- [SELECTED PASSAGE]
==*==
EVERYBODY WANTS easy answers. But often, things aren’t so simple, especially when it comes to financial conundrums. Consider the four common money questions below—and the rules of thumb that folks frequently rely on.
Question No. 1: How much do I need saved for retirement? Type this question into Google and most of the answers will recommend that you save some multiple of your income. Some suggest eight-to-10 times income, while others recommend as much as 25 times.
My take: A better way to think about retirement savings, I believe, is to focus on your expenses, not your income. Why? When you’re in your peak earning years, you are likely making much more than you spend. Suppose you earn $200,000 per year. You might spend just $120,000, with the balance going to taxes and savings. In that case, you would need to focus on replacing only $120,000 in retirement, not $200,000.
==*==
- [TO DO]
Write the next part of the piece on money rules of thumb, picking up after its final sentence. The lines that come next are drawn from an unrelated source.

[Excerpts from a dataset on pointing to objects]
==*==
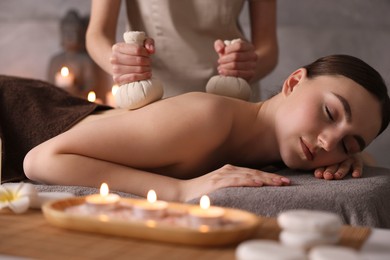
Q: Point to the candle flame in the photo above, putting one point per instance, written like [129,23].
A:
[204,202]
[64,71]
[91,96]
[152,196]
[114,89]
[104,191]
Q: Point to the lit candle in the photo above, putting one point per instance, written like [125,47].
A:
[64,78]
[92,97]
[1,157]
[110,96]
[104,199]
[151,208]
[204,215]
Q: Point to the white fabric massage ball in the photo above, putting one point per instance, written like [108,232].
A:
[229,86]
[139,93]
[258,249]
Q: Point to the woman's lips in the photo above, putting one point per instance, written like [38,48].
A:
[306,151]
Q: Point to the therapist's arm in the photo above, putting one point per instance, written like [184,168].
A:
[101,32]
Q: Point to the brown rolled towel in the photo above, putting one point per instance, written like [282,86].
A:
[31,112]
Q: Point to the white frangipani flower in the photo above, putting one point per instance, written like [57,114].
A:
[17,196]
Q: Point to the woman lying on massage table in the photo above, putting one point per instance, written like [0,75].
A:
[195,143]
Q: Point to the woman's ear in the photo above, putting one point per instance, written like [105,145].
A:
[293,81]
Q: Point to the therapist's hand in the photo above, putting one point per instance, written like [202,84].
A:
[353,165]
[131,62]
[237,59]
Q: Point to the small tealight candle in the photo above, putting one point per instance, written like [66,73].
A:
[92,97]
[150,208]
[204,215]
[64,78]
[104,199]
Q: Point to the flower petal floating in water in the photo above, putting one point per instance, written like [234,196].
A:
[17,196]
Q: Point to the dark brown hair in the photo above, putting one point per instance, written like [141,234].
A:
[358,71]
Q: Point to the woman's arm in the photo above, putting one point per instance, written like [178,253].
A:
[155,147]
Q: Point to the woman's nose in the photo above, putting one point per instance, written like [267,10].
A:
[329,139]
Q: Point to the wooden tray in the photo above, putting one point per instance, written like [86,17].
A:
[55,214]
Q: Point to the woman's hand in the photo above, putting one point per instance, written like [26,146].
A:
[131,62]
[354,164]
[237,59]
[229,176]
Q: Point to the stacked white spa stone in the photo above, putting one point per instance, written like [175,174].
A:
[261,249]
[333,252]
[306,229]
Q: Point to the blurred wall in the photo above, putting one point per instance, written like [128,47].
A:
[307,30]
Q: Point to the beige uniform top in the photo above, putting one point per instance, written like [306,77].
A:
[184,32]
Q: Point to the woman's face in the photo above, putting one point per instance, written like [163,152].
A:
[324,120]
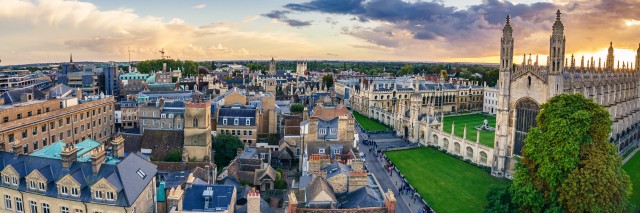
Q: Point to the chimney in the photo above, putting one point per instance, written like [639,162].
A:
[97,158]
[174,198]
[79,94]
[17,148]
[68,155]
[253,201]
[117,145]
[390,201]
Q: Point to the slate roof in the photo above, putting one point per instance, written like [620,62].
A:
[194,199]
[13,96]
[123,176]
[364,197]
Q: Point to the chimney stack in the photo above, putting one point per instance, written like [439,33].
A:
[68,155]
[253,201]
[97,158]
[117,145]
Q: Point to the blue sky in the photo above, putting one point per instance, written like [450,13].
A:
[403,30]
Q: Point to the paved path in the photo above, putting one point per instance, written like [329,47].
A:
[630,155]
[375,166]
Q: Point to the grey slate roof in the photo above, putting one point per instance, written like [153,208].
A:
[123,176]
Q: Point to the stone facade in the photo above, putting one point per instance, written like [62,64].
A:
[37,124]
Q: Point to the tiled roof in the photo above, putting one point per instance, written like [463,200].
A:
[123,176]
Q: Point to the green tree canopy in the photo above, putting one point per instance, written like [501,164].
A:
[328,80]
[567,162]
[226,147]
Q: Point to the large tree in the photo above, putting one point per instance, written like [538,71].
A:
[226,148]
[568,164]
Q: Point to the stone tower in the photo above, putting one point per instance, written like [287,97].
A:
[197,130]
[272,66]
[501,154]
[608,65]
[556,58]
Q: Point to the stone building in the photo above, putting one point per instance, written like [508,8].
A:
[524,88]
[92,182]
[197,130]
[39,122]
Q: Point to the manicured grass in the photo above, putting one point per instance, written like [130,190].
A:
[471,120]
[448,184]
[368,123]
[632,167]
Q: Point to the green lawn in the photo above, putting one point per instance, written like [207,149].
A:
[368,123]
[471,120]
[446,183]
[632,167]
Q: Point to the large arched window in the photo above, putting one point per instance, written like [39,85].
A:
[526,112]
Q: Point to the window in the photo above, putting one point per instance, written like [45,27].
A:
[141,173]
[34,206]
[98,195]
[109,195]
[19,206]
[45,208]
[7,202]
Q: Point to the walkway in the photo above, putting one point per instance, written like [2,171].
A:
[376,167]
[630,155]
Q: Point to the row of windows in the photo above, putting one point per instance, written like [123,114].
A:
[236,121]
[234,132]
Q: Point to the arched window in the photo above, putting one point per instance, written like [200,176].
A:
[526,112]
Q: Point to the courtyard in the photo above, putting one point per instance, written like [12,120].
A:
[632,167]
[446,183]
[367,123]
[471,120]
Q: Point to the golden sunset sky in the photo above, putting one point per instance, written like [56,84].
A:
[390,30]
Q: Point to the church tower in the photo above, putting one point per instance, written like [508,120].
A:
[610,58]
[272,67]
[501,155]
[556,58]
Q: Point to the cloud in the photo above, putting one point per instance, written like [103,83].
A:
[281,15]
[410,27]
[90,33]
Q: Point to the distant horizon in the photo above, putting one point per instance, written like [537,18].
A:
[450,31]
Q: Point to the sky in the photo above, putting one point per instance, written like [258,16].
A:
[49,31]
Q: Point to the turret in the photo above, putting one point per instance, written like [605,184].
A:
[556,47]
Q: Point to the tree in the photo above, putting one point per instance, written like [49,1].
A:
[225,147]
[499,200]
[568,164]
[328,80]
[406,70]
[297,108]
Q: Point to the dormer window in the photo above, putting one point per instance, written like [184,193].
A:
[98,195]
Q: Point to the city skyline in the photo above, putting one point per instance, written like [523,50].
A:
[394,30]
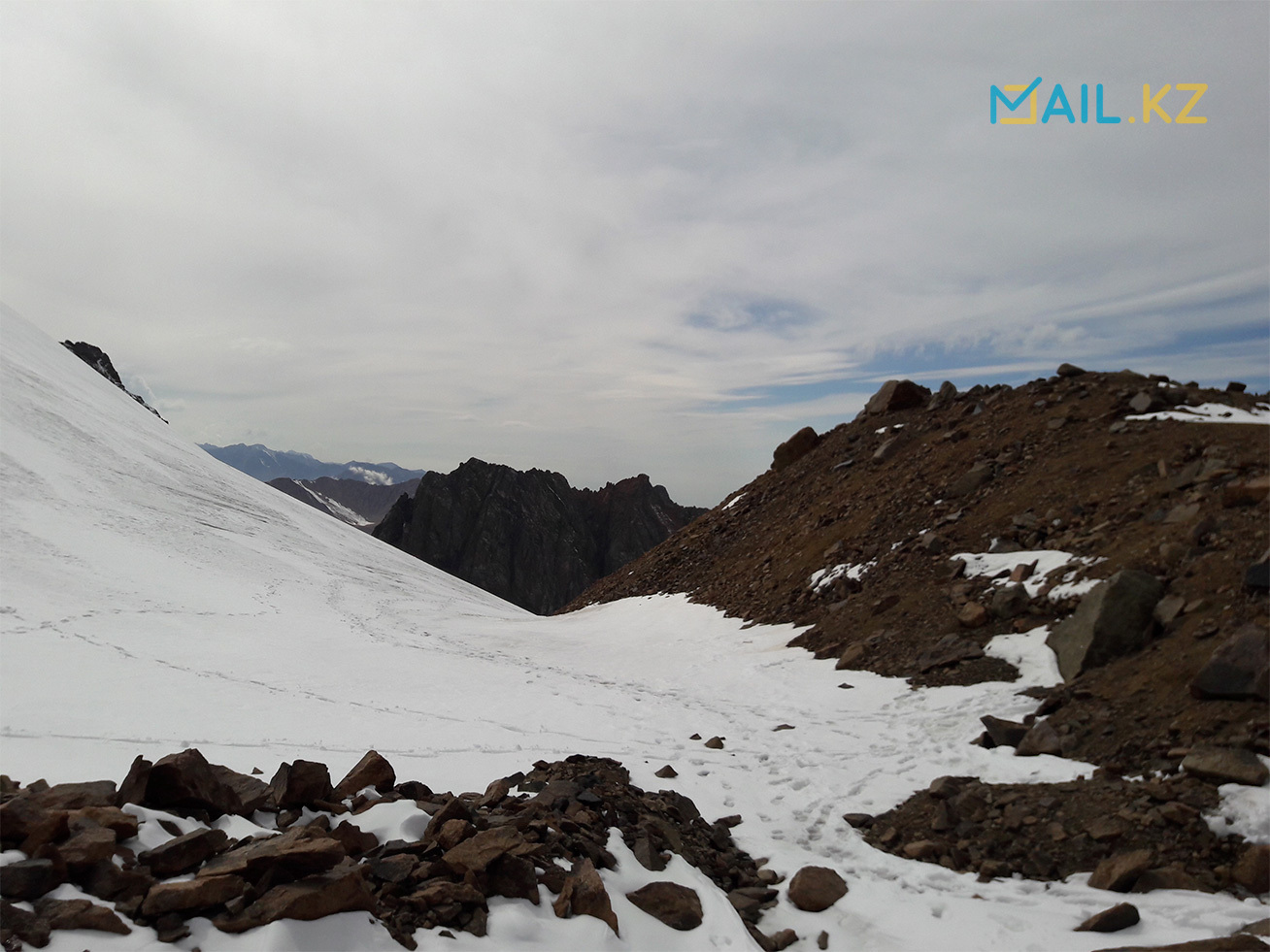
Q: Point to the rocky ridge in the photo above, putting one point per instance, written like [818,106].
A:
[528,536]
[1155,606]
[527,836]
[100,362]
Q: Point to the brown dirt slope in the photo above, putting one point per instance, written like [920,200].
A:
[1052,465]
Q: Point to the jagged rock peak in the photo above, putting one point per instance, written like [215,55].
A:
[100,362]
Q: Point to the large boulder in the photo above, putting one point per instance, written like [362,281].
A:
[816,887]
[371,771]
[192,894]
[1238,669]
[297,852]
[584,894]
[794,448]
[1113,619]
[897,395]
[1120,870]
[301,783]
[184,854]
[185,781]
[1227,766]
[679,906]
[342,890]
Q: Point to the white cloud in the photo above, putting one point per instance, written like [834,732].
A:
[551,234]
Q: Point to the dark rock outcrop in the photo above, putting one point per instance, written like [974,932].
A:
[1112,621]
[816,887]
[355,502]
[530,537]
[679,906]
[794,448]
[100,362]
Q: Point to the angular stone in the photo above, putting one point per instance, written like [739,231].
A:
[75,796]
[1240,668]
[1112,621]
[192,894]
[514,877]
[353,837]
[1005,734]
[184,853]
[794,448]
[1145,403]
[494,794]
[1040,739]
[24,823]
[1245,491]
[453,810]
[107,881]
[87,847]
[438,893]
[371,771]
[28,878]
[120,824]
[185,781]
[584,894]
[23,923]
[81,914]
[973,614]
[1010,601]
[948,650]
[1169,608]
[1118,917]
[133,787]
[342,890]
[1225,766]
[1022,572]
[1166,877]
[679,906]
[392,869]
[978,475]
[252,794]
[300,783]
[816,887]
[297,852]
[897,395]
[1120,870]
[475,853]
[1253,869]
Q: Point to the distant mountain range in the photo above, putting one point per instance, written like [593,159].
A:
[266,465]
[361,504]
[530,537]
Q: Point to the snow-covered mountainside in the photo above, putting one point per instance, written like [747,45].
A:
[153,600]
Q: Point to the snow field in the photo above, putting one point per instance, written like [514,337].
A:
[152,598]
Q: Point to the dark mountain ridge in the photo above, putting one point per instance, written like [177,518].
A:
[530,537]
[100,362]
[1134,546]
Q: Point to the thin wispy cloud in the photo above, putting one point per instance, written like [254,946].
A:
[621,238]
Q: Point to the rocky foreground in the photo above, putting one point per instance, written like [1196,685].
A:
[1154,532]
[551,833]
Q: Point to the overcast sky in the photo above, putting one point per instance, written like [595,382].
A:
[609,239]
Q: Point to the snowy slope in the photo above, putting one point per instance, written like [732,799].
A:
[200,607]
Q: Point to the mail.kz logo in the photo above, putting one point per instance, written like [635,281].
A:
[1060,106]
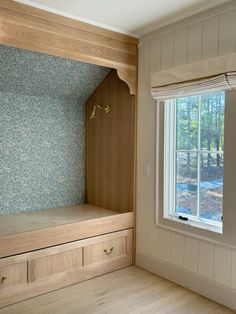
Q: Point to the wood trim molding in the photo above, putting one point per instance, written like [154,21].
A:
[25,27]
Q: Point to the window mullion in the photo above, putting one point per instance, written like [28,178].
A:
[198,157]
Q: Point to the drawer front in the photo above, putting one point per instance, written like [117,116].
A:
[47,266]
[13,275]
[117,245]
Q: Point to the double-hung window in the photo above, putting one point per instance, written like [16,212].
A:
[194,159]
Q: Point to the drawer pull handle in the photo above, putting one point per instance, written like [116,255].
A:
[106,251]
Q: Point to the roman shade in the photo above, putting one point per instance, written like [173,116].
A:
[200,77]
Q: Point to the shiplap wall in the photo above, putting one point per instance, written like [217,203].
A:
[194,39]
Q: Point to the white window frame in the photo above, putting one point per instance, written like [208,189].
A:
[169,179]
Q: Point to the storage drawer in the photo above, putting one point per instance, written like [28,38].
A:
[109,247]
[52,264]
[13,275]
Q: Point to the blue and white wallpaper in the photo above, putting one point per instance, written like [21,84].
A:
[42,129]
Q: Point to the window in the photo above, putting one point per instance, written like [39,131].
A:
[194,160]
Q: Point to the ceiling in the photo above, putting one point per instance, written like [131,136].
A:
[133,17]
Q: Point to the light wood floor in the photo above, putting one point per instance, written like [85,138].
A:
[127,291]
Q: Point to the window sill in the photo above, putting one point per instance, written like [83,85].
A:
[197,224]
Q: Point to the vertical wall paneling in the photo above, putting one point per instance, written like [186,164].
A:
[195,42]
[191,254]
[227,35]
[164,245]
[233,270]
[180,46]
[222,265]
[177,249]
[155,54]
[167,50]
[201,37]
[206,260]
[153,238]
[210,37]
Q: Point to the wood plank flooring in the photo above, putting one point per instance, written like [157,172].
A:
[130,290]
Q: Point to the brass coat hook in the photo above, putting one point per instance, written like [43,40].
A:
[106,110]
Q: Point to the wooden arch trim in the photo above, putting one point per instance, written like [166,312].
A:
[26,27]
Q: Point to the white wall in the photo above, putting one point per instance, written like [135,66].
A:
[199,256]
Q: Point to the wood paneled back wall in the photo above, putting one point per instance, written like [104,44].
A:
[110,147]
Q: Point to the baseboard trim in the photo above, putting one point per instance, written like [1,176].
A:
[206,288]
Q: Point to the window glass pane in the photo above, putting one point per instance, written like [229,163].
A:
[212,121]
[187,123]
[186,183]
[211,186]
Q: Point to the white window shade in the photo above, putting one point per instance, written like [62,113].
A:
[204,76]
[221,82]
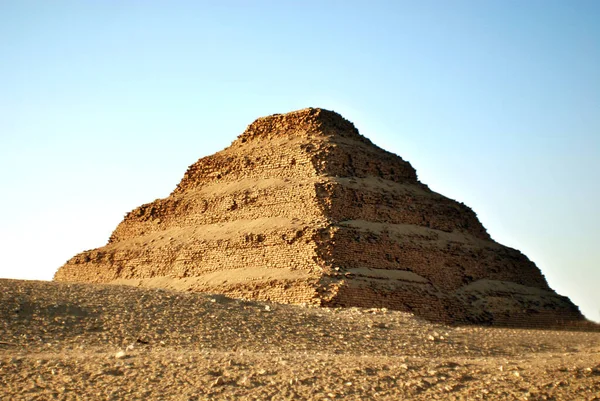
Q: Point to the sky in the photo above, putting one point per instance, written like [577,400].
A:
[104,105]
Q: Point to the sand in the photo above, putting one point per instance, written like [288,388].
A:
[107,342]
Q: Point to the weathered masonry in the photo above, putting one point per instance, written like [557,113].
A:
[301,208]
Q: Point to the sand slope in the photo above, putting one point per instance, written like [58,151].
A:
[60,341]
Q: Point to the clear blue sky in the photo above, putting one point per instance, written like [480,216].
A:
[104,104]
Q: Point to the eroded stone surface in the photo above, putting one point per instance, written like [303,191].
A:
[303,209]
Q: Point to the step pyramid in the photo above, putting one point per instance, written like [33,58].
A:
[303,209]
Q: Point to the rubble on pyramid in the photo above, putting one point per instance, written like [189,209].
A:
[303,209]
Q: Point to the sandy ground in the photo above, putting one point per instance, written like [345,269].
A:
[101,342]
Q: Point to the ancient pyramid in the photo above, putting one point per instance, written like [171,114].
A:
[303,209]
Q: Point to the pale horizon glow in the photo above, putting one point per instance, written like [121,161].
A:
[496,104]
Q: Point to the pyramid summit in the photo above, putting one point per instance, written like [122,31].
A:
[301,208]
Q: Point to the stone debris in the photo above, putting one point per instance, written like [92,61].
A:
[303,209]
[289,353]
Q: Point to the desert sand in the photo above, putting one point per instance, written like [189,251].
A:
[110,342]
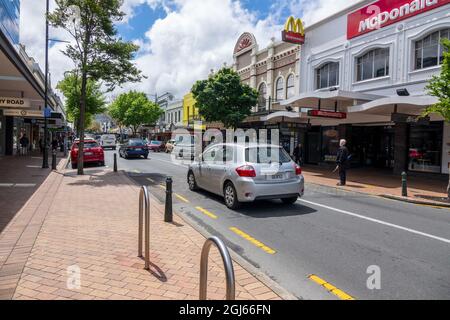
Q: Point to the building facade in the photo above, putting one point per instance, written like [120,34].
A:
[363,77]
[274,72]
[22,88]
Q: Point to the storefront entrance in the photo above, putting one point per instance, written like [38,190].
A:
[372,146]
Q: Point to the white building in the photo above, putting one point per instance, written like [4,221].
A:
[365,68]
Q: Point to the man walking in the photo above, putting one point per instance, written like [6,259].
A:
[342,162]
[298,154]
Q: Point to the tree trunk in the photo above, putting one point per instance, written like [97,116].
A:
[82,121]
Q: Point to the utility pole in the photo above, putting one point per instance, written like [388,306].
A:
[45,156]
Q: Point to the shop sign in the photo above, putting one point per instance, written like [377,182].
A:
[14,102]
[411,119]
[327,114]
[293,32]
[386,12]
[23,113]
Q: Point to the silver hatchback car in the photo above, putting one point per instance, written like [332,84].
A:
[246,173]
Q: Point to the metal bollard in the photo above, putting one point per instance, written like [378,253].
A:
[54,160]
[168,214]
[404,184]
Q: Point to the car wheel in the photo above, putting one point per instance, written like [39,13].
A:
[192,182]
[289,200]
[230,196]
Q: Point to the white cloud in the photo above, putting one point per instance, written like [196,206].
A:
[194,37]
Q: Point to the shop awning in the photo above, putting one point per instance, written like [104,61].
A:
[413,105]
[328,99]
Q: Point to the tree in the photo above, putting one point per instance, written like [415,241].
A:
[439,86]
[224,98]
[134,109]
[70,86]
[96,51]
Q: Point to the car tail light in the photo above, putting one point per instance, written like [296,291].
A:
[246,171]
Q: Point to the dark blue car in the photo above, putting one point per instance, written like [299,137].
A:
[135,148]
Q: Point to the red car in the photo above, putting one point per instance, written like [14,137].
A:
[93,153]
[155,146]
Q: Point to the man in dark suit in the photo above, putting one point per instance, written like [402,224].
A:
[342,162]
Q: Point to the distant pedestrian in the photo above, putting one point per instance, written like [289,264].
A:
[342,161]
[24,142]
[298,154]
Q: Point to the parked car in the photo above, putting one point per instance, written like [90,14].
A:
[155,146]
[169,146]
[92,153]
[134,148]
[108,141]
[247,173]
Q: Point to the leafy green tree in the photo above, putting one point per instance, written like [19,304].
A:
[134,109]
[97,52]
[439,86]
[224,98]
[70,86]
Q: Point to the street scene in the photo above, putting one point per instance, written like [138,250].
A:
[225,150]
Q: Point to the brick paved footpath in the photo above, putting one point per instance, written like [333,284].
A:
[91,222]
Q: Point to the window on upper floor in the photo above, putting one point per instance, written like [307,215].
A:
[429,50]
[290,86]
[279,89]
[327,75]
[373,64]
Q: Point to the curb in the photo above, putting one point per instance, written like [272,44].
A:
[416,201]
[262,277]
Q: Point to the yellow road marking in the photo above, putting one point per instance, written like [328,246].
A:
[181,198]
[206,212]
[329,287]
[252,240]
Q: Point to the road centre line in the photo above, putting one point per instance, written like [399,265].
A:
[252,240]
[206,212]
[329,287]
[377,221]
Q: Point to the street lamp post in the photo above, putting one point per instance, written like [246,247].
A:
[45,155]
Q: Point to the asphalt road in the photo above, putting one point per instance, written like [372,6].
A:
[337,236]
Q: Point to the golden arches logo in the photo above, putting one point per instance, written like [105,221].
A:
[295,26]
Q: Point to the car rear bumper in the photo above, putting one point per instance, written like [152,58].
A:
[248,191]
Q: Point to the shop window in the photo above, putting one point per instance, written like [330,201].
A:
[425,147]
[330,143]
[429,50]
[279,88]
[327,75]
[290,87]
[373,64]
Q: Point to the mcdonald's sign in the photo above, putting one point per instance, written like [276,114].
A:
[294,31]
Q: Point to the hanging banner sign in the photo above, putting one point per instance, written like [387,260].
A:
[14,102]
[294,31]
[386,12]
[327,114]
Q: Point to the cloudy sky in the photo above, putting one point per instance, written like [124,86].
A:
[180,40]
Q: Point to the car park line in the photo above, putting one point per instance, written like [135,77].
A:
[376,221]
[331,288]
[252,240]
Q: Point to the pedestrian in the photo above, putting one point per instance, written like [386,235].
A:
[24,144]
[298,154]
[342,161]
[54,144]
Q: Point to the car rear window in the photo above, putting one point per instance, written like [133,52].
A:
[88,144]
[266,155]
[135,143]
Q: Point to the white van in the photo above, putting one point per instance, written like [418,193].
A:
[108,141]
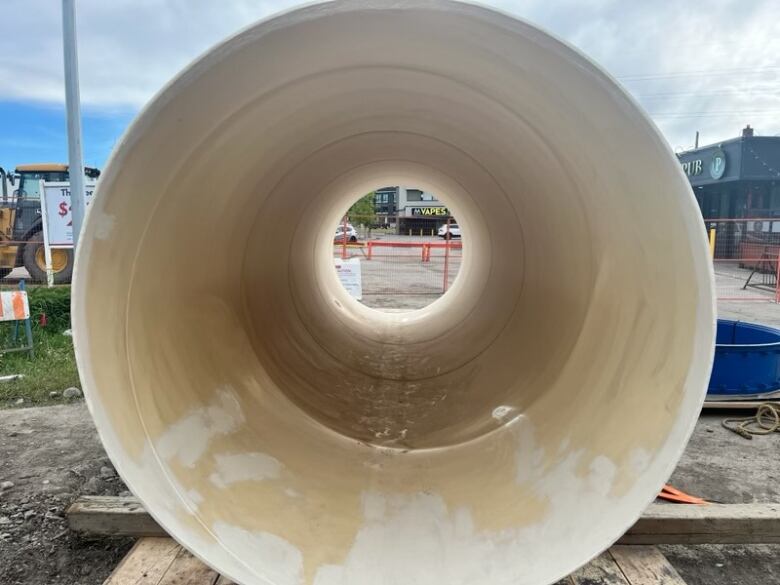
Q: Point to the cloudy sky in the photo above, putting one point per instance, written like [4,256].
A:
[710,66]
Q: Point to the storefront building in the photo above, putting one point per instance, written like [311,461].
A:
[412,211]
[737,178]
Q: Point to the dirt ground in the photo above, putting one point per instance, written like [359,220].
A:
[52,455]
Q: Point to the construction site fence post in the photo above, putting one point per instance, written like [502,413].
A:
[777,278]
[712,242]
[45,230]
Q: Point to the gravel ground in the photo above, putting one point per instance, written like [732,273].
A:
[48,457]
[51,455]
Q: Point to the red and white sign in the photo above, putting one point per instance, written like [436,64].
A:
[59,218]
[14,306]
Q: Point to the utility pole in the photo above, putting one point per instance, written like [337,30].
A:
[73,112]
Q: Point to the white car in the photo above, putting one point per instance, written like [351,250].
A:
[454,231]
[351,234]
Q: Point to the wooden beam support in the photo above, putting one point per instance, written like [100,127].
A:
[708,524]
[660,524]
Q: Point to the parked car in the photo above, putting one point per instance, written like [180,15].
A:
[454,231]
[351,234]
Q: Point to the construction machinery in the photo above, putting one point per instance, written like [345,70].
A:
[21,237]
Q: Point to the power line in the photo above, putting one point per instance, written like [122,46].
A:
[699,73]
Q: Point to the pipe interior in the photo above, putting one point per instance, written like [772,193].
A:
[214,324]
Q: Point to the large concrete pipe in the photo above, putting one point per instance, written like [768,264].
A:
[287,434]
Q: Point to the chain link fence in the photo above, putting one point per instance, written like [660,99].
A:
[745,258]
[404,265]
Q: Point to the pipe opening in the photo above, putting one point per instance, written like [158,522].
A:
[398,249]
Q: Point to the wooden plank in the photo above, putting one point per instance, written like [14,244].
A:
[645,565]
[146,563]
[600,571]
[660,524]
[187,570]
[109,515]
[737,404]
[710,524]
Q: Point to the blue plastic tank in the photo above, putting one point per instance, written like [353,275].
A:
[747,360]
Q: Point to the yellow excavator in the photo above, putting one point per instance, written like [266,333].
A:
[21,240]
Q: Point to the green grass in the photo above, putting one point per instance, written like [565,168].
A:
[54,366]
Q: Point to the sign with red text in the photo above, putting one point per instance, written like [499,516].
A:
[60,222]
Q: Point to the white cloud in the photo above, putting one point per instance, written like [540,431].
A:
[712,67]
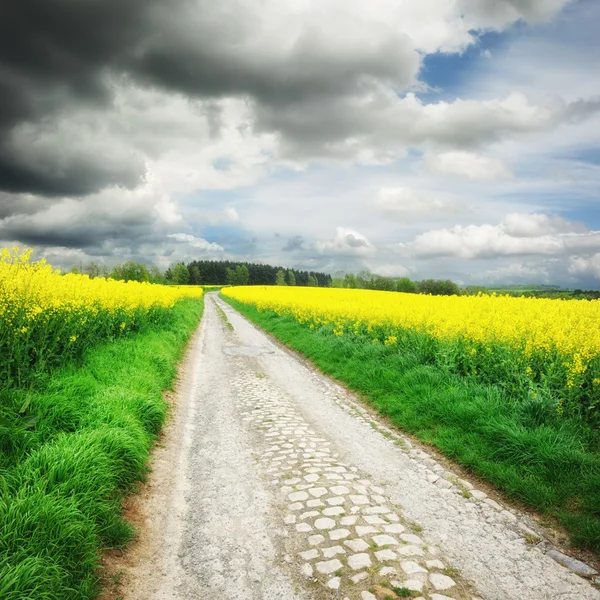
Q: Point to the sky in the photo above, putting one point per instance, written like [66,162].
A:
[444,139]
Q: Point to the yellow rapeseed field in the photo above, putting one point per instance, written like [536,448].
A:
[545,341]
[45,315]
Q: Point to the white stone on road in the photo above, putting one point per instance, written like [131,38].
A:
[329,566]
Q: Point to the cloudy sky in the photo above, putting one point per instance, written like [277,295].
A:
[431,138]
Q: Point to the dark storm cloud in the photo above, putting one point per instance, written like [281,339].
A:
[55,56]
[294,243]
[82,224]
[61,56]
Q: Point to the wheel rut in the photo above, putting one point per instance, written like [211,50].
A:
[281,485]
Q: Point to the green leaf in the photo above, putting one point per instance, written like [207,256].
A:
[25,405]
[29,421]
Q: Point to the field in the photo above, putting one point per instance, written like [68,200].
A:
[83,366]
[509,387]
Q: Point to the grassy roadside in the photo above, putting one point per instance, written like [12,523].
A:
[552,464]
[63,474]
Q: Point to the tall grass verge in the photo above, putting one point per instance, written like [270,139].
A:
==*==
- [TASK RESPONSE]
There are two reasons for this. First, once you’re retired, you don’t need to save for retirement. Second, as I have pointed out before, your tax rate may be much lower once you stop working.
On top of this, your expenses could decrease sharply in retirement. Your children may be out of college and your house might be paid off. In addition, you’ll probably have extra income, in the form of Social Security. Put it all together, and you’ll likely end up with a far different target nest egg than if you focused simply on replacing your income.
Question No. 2: How much should I have in stocks vs. bonds? We’re often told our portfolio’s percentage in stocks should equal 100 minus our age. For example, when you are 30, you should have 70% in stocks, but when you’re 70, you should have just 30% in stocks.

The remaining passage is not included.